- DO THIS -
Write out the data below line for line without changing anything, but leave the pictures out.

**** SUPPLIED RECORDS

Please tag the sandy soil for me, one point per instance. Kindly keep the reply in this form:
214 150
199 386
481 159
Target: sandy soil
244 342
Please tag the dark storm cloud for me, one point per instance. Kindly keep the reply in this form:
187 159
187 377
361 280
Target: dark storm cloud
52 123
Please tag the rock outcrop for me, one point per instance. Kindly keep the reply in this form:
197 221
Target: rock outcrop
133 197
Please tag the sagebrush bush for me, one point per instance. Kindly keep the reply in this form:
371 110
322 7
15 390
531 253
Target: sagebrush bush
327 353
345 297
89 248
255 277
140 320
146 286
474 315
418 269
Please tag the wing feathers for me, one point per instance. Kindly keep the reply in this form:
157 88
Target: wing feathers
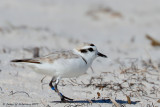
26 60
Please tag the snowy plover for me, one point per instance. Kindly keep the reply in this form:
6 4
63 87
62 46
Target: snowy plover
64 64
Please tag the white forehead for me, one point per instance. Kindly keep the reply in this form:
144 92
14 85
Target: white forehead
85 46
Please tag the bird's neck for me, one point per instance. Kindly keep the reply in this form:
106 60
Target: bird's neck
86 58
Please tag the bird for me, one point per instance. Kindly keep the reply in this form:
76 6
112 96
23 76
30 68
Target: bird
64 64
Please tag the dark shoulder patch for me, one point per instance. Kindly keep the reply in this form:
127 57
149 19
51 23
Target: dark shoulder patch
90 49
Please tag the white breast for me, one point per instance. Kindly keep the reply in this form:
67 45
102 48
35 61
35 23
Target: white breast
64 68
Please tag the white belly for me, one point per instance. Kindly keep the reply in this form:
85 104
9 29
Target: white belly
64 68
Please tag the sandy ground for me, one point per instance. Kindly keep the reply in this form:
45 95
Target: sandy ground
117 28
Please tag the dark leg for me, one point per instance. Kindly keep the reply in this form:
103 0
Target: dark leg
54 87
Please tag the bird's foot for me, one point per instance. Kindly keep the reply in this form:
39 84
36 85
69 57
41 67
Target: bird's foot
65 99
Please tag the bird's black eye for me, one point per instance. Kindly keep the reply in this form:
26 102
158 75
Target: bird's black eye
90 49
83 51
91 44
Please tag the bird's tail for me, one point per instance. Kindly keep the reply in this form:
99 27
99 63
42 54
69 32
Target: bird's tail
25 60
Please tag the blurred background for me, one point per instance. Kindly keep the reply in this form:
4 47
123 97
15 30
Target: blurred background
124 30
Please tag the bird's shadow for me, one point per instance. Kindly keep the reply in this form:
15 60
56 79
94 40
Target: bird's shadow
96 101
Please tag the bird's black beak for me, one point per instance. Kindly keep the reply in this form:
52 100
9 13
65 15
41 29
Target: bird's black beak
101 55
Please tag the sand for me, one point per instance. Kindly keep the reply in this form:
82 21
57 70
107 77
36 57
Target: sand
117 28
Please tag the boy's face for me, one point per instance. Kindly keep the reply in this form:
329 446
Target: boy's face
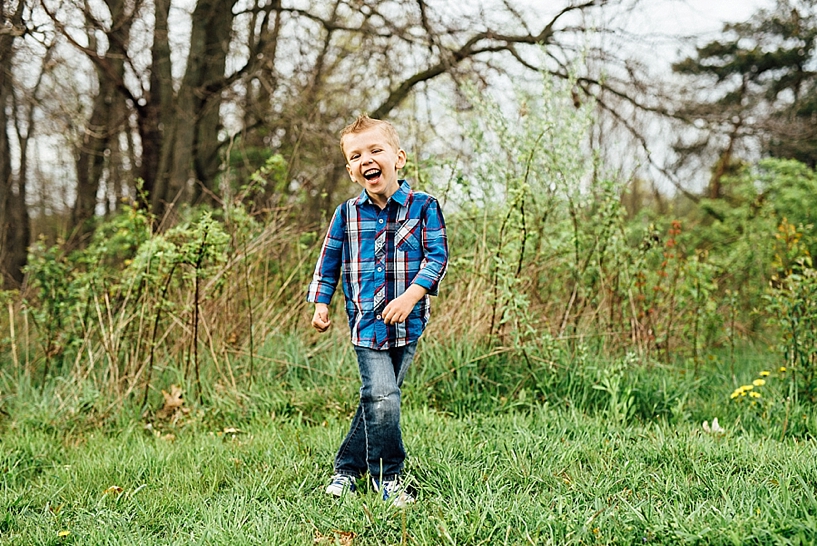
373 162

********

- EXPECTED OUTPUT -
Please tag the sandy soil for me, one point per instance. Kindly keep the reply in this form:
214 150
199 386
481 159
Target: sandy soil
244 342
Please tag the dark storm cloud for me, one point per instance. Kindly keep the reply in this form:
187 159
187 377
361 280
Target: dark storm cloud
52 123
Please tag the rock outcrop for me, one point per instance. Kindly keep the reply in this form:
197 221
Target: rock outcrop
133 197
Please tag the sagebrush bush for me, one point per instance. Kindly keep the reply in this form:
371 110
322 7
15 390
531 253
Target: sagebrush bush
327 353
345 297
89 248
255 277
140 320
146 286
474 315
418 269
Please tag the wing feathers for me, one point per instance. Kindly keep the reply in this form:
157 88
Target: wing feathers
26 60
Please tag the snowy plover for me, one point per instance. Kindly keep the reply in this form:
6 4
63 87
62 46
Target: snowy plover
64 64
Please tag the white forehead for me, one point per instance. Kindly keep the reply in this form:
144 92
14 85
Target: white forehead
85 46
Please tag the bird's neck for me, one point per instance. Kindly keep the reply in this form:
106 60
Target: bird's neck
86 58
Please tag the bird for me, one point per instance. Kindly keep the reply in this form:
76 6
112 96
23 76
30 68
Target: bird
64 64
Please tag the dark shoulder patch for me, one point per instance. Kindly keep the reply in this form:
127 57
149 19
51 23
Target: dark shoulder patch
90 49
Please tag the white breast for me, one point per instance. Kindly keep the reply in this form:
67 45
102 48
35 61
35 23
Target: white breast
64 68
Please tag the white belly for me, one point per instance. Kindly keep the reply in this form:
85 104
9 29
Target: white belly
64 68
Please tag the sandy ground for me, one point per instance. Kindly keep the reply in this form:
45 95
Target: sandy ground
117 28
Please tag the dark leg for me, one point per instance. Kindly keep the reply in this form:
103 0
Target: dark leg
54 87
Please tag the bird's foot for me, one point per instance. Kindly keep the reply in this form:
39 84
36 85
69 57
41 67
Target: bird's foot
65 99
Please tag the bird's black eye for me, one point per instance. Kindly keep the reply in this form:
26 102
158 75
Target: bird's black eye
90 49
83 51
91 44
Please tag the bird's tail for me, one point per instance. Kindly keep the reply in this form:
99 27
99 63
42 54
69 32
Target: bird's tail
25 60
Please tag the blurred background for me, one point per instance. Kindly keep the reply in this form:
4 47
123 97
15 30
Target: blurred background
124 30
Please tag the bird's shadow for me, one point per instance. Kindly keep the reply in this form:
15 60
56 79
94 40
Target: bird's shadow
96 101
Please tag the bird's black beak for me, one point per instance. Kindly keep the reply in this form:
52 100
9 13
65 15
41 29
Target: bird's black beak
101 55
Please tag the sand for me, one point per instance. Kindly keep the reply in this form:
82 21
57 70
107 77
36 57
Target: sand
117 28
Please tag the boy's face for me, one point per instance. Kindly keep the reply in this form:
329 446
Target: boy's face
373 162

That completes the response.